== What is expected ==
Reproduce the material below word for word, but leave the pictures out.

== A block of data ==
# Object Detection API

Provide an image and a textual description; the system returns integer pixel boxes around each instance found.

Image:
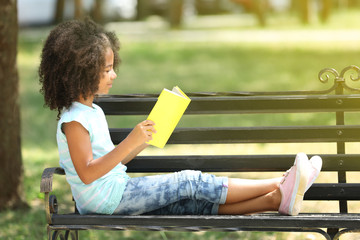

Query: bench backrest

[97,66,360,212]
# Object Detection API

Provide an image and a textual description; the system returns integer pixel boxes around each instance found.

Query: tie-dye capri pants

[114,170,228,215]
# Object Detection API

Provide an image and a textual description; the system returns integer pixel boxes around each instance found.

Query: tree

[0,0,26,210]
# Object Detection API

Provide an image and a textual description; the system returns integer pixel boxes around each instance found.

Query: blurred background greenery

[0,0,360,239]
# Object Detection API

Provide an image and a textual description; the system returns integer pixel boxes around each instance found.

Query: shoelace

[280,166,293,184]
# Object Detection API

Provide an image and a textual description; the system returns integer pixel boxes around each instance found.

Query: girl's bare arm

[63,120,155,184]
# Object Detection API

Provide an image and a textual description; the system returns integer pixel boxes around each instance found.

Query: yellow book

[147,86,191,148]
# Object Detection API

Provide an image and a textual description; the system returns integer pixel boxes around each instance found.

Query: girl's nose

[111,70,117,79]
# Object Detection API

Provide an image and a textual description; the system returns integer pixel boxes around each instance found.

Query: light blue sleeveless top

[56,102,129,214]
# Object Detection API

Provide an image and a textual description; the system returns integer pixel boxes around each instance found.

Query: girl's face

[97,48,116,94]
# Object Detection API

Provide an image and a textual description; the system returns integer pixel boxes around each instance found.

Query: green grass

[0,8,360,240]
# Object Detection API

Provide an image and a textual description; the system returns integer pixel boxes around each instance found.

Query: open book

[147,86,191,148]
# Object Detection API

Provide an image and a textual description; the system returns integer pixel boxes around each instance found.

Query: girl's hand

[128,120,156,146]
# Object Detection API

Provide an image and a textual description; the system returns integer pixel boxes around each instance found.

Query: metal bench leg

[327,228,339,239]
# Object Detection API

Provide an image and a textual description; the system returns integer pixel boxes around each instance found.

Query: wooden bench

[41,66,360,239]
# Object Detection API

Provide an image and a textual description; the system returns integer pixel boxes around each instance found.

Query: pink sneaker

[305,156,322,192]
[279,153,310,216]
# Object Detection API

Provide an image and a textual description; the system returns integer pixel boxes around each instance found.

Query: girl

[39,20,322,215]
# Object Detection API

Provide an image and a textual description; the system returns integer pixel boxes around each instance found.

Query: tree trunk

[0,0,26,210]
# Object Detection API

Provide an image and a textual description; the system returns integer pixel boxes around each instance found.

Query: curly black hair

[39,19,120,119]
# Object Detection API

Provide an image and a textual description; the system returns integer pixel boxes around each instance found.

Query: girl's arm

[63,120,156,184]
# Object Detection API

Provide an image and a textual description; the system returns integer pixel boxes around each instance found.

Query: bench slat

[95,95,360,115]
[52,213,360,230]
[127,154,360,173]
[110,125,360,144]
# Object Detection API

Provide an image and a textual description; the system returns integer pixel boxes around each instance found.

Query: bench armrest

[40,167,65,224]
[40,167,65,193]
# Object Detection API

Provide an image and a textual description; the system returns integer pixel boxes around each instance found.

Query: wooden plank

[52,213,360,230]
[110,125,360,144]
[127,154,360,173]
[95,95,360,115]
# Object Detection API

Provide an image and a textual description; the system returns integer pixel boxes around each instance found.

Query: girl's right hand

[128,120,156,145]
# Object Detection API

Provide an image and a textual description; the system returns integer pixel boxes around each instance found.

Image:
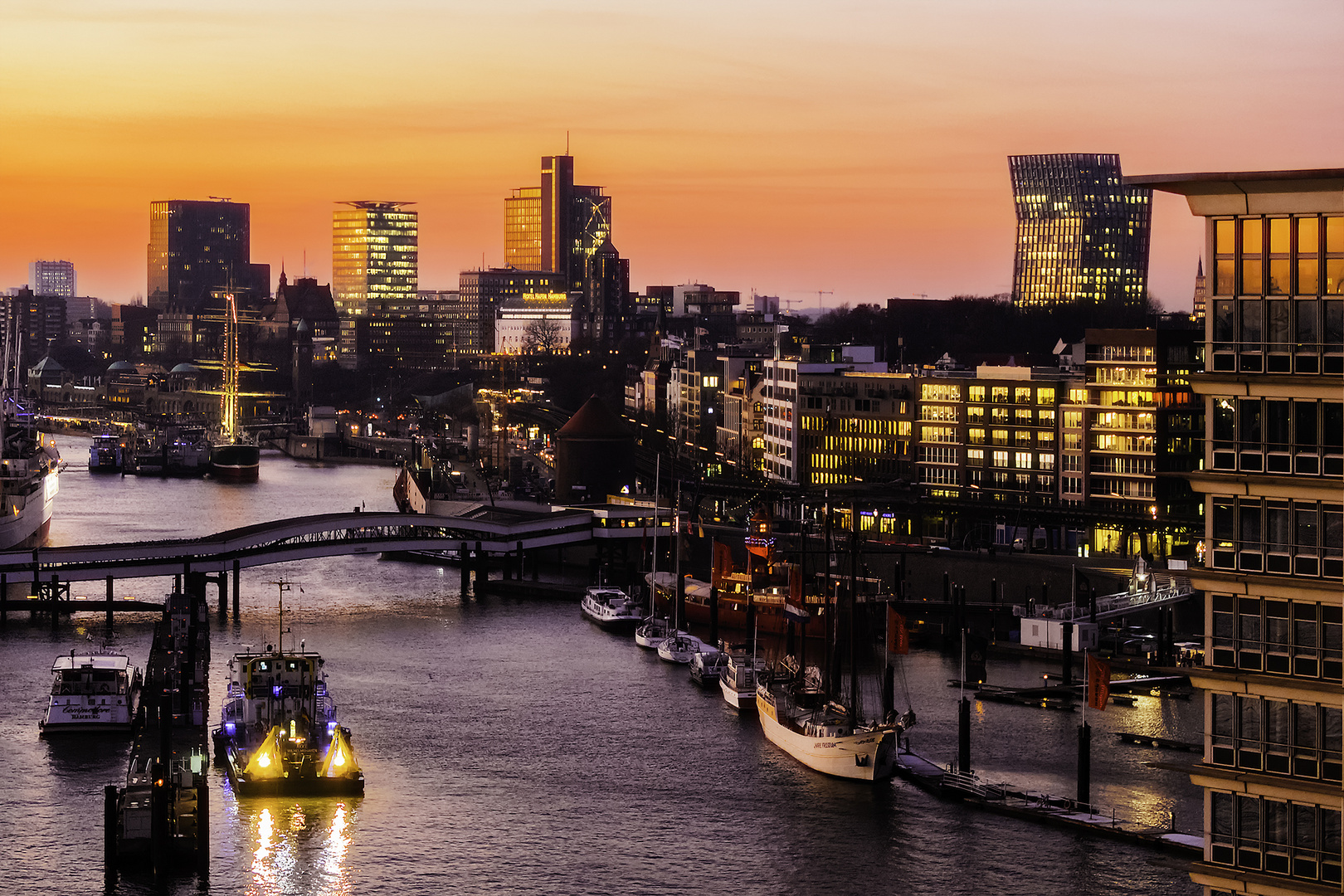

== In response ==
# Object Detection API

Provide an image and a textual description; the system returns integer pixel boxes around each instance found.

Image:

Query: bench backrest

[97,66,360,212]
# Object Detection API

Provide an image and a textual description; the system returns integer pixel boxes around each instance found.

Query: tie-dye capri pants

[114,170,228,215]
# Object Detection API

Provide an image and a textual description; the system returns integer pixel boxes around each instance found.

Query: tree

[0,0,26,210]
# Object Detection API

Provide an image and a textual description; the system returns integer pixel boxes around each instance found.

Query: blurred background greenery

[0,0,360,239]
# Object Detection API

Provide an image and a textual description; the system returns integer pixel boxes around each instance found.

Query: shoelace

[280,166,293,184]
# Object Detection API

Provide an image and a textual description; the system returns integer pixel boxes around each instance found.

Query: girl's bare arm

[63,120,155,184]
# Object Detection API

Provide an image and a textual description; the system returns integer pixel boxes around each instance found.

Query: yellow book

[147,86,191,148]
# Object Detection API

Provide an image and a textual description; the system returns integer pixel boxes around each instance found.

Query: girl's nose

[111,70,117,79]
# Object Detection API

Provide an image and a textual description; the system returns integer pixel boxes around each instance found.

Query: light blue sleeveless top

[56,102,129,214]
# Object Detection API

Provide an image and a textual description; the system returns integer pixel boxes around each instance found.

Query: girl's face

[97,48,116,94]
# Object Detection API

Provide an image and a textual description; the system returns integer pixel boxes around each instance found.

Query: green grass

[0,8,360,240]
# Object Detection API

Provide an image and a textual description; the system returns integer pixel boxes around each instance found.

Query: open book

[147,86,191,148]
# Object Detection API

Provide an image and a textual description; the system returns integer pixel boxes around each instance found.

Query: girl's hand

[128,120,156,146]
# Object Detection API

Provide an image and a textual description; the system returns integer pixel boxes around each instance found.

Query: metal bench leg

[327,228,339,239]
# Object Detection API

Provide an image and a textual description; the system returns integer pixel boxes around each instance found.

Query: wooden bench

[41,66,360,239]
# Object Detection API

Provide an image and a textual description; the system returns integer pixel boxes around each instance found.

Query: pink sneaker

[305,156,322,192]
[279,153,310,216]
# Object Detection API

Provide an image and a textual description; the system returns integer pixel boxes around each instance found.

Query: girl

[39,20,322,215]
# Object Detection API

Provide an image and a textual description; the system returns integer pixel boxes around each instance found.

Query: tree trunk

[0,0,26,210]
# Object Detection API

Provide an image and a textual description; the system returns integer pixel boxes around each instance found.

Query: curly black hair

[39,19,120,119]
# Object Detection API

Provide an image and a textual description; the system returns integer pixel boxes around each instance found.

Query: girl's arm

[63,120,156,184]
# Object Detection API

Provide an image and a textual description; the system returns integer pixel boxes around each instance found.

Query: bench slat

[95,95,360,115]
[52,213,360,230]
[127,154,360,173]
[110,125,360,144]
# Object Detection API

Provide an image and a textual description; the system returns integer pixel boxes around each instance found.

Query: bench armrest

[40,167,65,224]
[40,167,65,193]
# Object Detection API

Provide an image and a textual description; the system returns integer pixel boxes around each instance found.

Query: wooden plank

[52,213,360,230]
[110,125,360,144]
[127,154,360,173]
[95,95,360,115]
# Object Detection API

Provide an image and a textual description; the system returns integer pixel boxes around each instance found.

Query: girl's right hand

[128,120,156,145]
# Object Detection API

Provide an image and a textual description; the system returns integer pixel boxes around each instance found.

Image:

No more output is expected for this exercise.